* begin EXCERPT PROVIDED *

MILL CREEK — While on paid leave from her job, Mill Creek’s top administrator has taken a possible step toward suing the city that employs her.
Details have proven hard to track down, though.
Mill Creek officials confirmed that Rebecca Polizzotto, the city manager, filed a claim for damages in late July. They declined to provide a copy after a public records request. A claim often, but not always, sets the stage for a lawsuit.
The city’s reluctance to release the damage claim differs from how other local governments handle similar requests. Snohomish County, Everett and many smaller cities routinely provide the same type of document under the state Public Records Act.
Polizzotto, 53, has been embroiled in controversy since this spring, over questionable charges on city credit cards and her treatment of city staff. In June, the City Council placed her on paid leave.
Mill Creek, through Scott Missall, the outside attorney it contracts for legal services, repeatedly denied The Daily Herald’s request for a copy of Polizzotto’s claim. The city’s refusal cited attorney-client privilege and a state law that exempts the release of documents not available to other parties through pre-trial discovery. No other local agencies have floated that argument.
“The city, as a general rule, does not comment on pending or potential litigation,” city spokeswoman Joni Kirk said. “The matter pertaining to Rebecca Polizzotto is an ongoing investigation. Just as we would not release the investigative report before the investigation had been completed, the same is true in this case.”

* end EXCERPT PROVIDED *

> [DIRECTIONS] Reproduce the passage of the Mill Creek article word for word, starting with "Polizzotto, 53, has" and going on through "on paid leave.". The listing that comes next has no connection to the Mill Creek article.

* begin DATASET SECTION *

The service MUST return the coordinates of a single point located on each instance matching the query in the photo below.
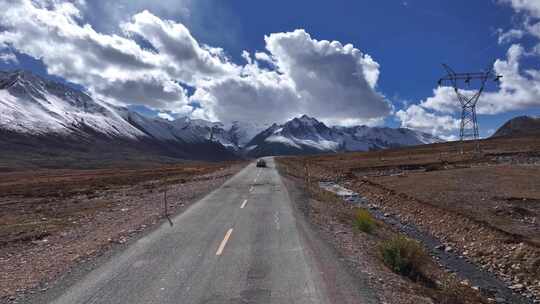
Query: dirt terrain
(50, 220)
(484, 207)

* end DATASET SECTION *

> [RESPONSE]
Polizzotto, 53, has been embroiled in controversy since this spring, over questionable charges on city credit cards and her treatment of city staff. In June, the City Council placed her on paid leave.